- _КОРОТКОЕ УПРАЖНЕНИЕ_: Какая доля тамилоязычных граждан, живущих в зоне компактного проживания тамилов, отказалась считать себя тамилами по национальности, согласно приведённому ниже фрагменту об этнических конфликтах?

Анализируя случай тамильского сепаратизма, Эрик Хобсбаум провел убедительную деконструкцию каждой из составляющих националистического мифа. В частности, утверждение активистов организации «Тигры освобождения Тамила» о том, что тамилы образуют однородную культурно-языковую группу и компактно расселены на Цейлоне (Шри-Ланка), «затушевывает тот факт, что зона обитания тамилов состоит из двух географически изолированных областей, населенных тамилоязычными жителями разного происхождения (коренными цейлонцами и недавно прибывшими из Индии рабочими-иммигрантами соответственно)»
[320]. Кроме того, сепаратисты в своих пропагандистских заявлениях замалчивают то обстоятельство, что в зоне компактного проживания тамилов «есть районы, где до трети жителей составляют сингальцы», а также то обстоятельство, что в этой зоне проживает две пятых (до 41 %) тамилоязычных граждан, которые «отказались считать себя тамилами по национальности, предпочтя определение «мусульманин» («мавр»)»
[321]. Таким образом, перед нами не одна группа (с единой историей и коллективной «памятью»), а три разные группы, которые только внешний взгляд может принять за одну.
Особая роль в возникновении этнических конфликтов принадлежит интеллектуальным элитам. Применительно к их деятельности можно вести речь об идеологическом производстве конфликтов. Во-первых, обществоведы, выполняющие функцию экспертов, консультируют политиков, принимающих решения. Во-вторых, ученые воздействуют на общество через массмедиа. Идеологическими конструкциями, которые интеллектуалы забрасывают в массы, они определяют направление трансформации общественного сознания.
В. Тишков, посвятивший целый ряд работ анализу этого феномена, обратил внимание на то, что грузино-абхазскому конфликту начала 1990-х гг. предшествовали споры обществоведов о том, на каком языке были сделаны каменные надписи местных памятников древности. В этих спорах живейшее участие принимали Владислав Ардзинба и Звиад Гамсахурдиа (первый — историк, второй — филолог). То, что первые вооруженные столкновения между абхазами и грузинами начались почти сразу после дискуссии в газетах между Ардзинбой и Гамсахурдия, в высшей степени симптоматично. Симптоматична и роль, которую сыграла книга А. Авторханова «Убийство чечено-ингушского народа» в инициировании сепаратистских настроений в Чечне. От того, в каких терминах участники социального действия осмысляют общественную действительность, зависит сам характер этой действительности. И, разумеется, то направление, в котором те или иные акторы будут ее преобразовывать. «Народоубийство», «этноцид», «национальное освобождение», «разделенный народ», «400 лет чеченского сопротивления» — такие метафоры превращаются в страшную разрушительную силу, становясь императивом политического действия.

- _ИСХОДНЫЕ ДАННЫЕ_:

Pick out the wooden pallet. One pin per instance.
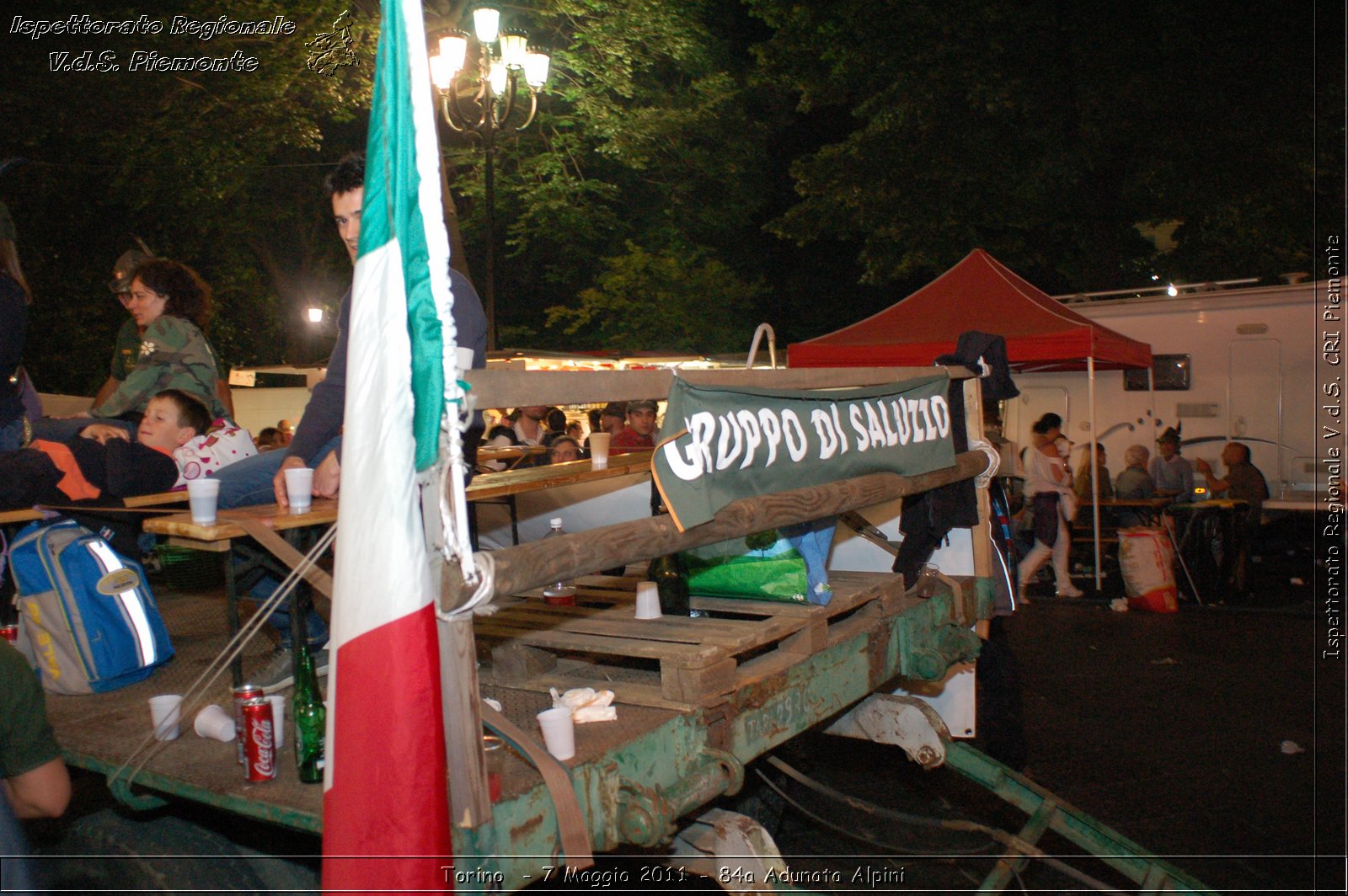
(676, 664)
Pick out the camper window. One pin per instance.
(1170, 371)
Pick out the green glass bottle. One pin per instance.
(671, 579)
(309, 718)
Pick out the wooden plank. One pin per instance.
(216, 547)
(637, 648)
(536, 478)
(516, 662)
(323, 512)
(469, 801)
(158, 499)
(974, 428)
(734, 635)
(698, 685)
(525, 566)
(511, 388)
(575, 674)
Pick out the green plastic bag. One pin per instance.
(763, 568)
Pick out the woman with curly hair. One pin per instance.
(168, 302)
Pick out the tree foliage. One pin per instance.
(1046, 132)
(222, 170)
(673, 300)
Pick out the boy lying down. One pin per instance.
(103, 462)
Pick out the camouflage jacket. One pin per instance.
(174, 355)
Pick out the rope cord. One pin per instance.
(217, 666)
(983, 478)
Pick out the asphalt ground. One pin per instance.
(1212, 738)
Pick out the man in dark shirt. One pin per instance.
(317, 441)
(639, 433)
(1244, 483)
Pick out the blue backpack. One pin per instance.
(87, 612)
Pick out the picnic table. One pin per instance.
(158, 499)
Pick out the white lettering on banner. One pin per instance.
(855, 415)
(752, 437)
(901, 422)
(792, 426)
(837, 426)
(876, 424)
(773, 433)
(828, 438)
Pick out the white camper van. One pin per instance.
(1228, 364)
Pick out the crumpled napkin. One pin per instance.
(586, 704)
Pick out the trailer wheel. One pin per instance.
(108, 851)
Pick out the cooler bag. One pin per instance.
(85, 611)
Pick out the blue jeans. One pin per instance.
(249, 482)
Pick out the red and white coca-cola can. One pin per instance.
(243, 693)
(259, 740)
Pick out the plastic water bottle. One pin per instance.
(561, 592)
(309, 718)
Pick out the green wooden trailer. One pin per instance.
(698, 700)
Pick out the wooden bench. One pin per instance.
(158, 499)
(536, 478)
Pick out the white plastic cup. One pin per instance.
(202, 496)
(166, 713)
(647, 600)
(300, 488)
(559, 732)
(599, 449)
(215, 723)
(278, 718)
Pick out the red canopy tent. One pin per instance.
(976, 294)
(981, 294)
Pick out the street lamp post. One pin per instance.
(483, 103)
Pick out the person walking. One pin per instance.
(1046, 482)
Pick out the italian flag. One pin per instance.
(386, 813)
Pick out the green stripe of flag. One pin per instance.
(391, 212)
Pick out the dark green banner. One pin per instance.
(725, 444)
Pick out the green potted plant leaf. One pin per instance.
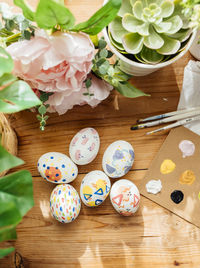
(16, 191)
(148, 35)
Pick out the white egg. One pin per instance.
(65, 203)
(84, 146)
(125, 197)
(95, 187)
(57, 168)
(118, 159)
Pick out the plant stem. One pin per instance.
(13, 37)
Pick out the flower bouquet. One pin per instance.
(58, 58)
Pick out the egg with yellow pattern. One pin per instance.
(94, 189)
(65, 203)
(57, 168)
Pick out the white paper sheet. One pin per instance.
(190, 95)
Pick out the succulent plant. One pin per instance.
(149, 29)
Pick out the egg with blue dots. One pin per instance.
(95, 188)
(84, 146)
(65, 203)
(118, 159)
(57, 168)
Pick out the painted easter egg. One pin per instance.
(118, 159)
(95, 187)
(125, 197)
(65, 203)
(84, 146)
(57, 168)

- _РЕШЁННАЯ ЗАДАЧА_: Две пятых (до 41 %).